He is best known for his handicap principle, first published in 1975, which explains the evolution of characteristics, behaviors or structures that appear to reduce fitness and endanger the organism. The explanation is that these characteristics evolved by sexual selection as a signal of the status of the organism. This can be of use in attracting mates, among other things.

For example, the tail of a peacock makes the peacock more vulnerable to predators, and is therefore a handicap. But the message that the tail carries to the potential mate peahen is 'I have survived in spite of this huge tail, hence I am fitter and more attractive than others'.

Another example is "stotting," a sort of hopping that certain gazelles do when they sight a lion. As this behavior gives no evident benefit and would seem to waste resources, it was a puzzle until handicap theory offered an explanation. According to this analysis, the gazelle invests of bit of energy to show the lion that it had the fitness necessary to avoid capture, thus avoiding spending the energy required to evade actual pursuit. The lion would recognize that it could not catch this gazelle and so avoid a wasted pursuit.

*Supplied entries:*
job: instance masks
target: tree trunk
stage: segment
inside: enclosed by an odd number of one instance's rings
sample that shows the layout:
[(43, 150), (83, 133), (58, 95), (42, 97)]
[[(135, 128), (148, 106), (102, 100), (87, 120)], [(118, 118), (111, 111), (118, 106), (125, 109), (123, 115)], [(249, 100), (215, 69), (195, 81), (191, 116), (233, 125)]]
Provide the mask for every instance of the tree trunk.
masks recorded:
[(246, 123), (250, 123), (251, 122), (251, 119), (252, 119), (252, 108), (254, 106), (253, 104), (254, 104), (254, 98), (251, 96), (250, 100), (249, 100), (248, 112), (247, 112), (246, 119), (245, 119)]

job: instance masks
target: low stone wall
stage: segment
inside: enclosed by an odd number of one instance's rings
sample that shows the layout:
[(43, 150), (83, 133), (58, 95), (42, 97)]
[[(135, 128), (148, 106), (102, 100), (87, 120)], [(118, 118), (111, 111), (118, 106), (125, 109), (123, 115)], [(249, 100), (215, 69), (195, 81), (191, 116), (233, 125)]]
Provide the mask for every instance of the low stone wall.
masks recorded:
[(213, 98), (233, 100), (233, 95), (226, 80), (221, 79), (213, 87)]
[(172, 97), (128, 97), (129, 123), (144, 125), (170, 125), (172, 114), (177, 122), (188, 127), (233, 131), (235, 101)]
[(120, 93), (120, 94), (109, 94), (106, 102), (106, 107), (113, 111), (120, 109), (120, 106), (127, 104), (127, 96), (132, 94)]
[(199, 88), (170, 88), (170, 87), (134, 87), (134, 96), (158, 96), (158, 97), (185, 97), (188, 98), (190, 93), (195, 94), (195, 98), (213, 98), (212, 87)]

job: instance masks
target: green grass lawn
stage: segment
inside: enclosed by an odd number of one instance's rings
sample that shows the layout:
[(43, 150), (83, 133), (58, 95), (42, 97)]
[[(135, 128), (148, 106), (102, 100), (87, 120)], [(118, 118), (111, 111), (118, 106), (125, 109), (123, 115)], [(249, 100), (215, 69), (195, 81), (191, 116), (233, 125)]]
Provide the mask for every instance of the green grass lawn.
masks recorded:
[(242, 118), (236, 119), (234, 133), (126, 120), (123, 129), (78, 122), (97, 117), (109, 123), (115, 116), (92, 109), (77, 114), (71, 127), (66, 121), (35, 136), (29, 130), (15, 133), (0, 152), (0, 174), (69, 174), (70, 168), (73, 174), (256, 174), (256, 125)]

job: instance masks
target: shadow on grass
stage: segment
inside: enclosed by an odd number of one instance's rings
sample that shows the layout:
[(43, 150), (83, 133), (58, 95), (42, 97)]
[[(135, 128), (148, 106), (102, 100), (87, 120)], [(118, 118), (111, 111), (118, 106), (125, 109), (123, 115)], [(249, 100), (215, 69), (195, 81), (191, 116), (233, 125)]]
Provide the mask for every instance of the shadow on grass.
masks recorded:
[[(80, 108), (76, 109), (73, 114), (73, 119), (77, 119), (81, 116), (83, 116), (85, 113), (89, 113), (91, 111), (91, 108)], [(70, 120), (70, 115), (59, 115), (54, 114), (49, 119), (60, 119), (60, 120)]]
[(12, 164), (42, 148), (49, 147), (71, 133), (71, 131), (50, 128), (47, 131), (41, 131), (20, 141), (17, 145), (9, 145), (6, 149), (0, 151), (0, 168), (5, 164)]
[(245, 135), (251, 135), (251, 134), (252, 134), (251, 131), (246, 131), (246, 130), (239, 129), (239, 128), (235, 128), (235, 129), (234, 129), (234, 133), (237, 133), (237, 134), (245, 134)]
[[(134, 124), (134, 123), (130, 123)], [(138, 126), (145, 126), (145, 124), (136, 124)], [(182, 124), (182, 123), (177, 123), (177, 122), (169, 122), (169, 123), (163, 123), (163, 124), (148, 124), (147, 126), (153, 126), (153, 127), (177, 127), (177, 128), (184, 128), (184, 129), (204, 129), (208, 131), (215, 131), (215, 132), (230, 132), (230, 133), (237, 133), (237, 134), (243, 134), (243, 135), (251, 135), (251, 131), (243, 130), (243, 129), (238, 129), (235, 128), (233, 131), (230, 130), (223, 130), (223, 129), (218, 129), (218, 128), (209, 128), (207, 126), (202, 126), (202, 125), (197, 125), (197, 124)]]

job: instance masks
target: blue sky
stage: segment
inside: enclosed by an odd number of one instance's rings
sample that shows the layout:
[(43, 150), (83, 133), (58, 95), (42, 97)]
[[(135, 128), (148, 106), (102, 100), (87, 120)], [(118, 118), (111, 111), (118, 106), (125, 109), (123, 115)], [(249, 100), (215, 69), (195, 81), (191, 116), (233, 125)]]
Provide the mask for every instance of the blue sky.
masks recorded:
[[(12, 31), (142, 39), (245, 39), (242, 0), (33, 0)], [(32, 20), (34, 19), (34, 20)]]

...

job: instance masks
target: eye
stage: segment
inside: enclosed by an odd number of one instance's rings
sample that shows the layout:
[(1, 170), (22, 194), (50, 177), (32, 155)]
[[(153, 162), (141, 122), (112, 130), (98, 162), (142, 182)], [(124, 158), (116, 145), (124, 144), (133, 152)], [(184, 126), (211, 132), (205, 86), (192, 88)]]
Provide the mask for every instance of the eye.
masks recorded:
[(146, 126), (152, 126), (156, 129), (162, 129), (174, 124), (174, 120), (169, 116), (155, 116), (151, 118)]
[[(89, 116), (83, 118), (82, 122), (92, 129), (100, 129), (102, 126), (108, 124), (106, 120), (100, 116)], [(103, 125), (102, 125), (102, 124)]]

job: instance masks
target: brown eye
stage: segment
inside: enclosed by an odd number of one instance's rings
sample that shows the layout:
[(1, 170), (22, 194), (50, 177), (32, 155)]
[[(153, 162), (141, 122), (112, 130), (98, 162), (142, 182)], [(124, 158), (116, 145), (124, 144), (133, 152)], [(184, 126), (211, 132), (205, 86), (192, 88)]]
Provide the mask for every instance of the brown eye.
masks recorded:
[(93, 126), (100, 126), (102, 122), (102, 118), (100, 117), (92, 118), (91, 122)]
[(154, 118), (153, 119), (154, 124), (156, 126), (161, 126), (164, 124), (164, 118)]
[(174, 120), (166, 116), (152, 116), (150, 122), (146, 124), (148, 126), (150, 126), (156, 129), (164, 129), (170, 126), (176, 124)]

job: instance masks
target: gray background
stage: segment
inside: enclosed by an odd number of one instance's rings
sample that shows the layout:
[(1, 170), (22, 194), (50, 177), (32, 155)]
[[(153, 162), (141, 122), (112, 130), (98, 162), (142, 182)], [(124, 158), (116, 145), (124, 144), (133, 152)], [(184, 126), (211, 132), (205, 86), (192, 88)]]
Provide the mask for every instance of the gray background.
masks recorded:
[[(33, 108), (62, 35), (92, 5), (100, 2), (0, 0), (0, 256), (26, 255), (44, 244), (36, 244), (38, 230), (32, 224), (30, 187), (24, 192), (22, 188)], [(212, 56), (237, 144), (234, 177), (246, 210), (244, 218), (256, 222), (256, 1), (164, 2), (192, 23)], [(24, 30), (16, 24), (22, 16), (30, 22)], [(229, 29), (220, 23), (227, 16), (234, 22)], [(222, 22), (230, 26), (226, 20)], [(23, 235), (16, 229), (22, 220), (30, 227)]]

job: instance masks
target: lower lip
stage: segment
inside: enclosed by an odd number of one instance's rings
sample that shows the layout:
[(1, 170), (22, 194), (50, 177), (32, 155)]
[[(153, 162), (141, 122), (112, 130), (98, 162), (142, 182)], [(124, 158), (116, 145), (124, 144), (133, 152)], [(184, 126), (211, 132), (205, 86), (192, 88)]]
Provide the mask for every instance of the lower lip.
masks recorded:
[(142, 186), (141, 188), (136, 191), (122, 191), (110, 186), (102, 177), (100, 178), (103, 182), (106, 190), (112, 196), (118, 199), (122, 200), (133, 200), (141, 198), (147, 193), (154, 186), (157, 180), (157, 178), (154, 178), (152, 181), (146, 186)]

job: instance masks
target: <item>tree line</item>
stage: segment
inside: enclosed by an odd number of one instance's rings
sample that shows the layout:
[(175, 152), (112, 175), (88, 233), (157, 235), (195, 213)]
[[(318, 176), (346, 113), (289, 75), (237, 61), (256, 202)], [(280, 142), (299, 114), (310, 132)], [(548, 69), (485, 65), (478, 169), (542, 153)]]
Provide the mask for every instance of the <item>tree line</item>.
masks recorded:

*Task list:*
1 > Reproduce everything in the handicap principle passage from "He is best known" down to "attractive than others'.", substituting "peafowl" for each occurrence of "peacock".
2 > Answer these questions using the handicap principle passage:
(a) In what year was the handicap principle first published?
(b) What is the hopping behavior that certain gazelles perform when they sight a lion called?
(c) To what does the tail of a peacock make the peacock more vulnerable?

*Answers in order:*
1 >
He is best known for his handicap principle, first published in 1975, which explains the evolution of characteristics, behaviors or structures that appear to reduce fitness and endanger the organism. The explanation is that these characteristics evolved by sexual selection as a signal of the status of the organism. This can be of use in attracting mates, among other things.

For example, the tail of a peafowl makes the peafowl more vulnerable to predators, and is therefore a handicap. But the message that the tail carries to the potential mate peahen is 'I have survived in spite of this huge tail, hence I am fitter and more attractive than others'.

2 >
(a) 1975
(b) Stotting
(c) Predators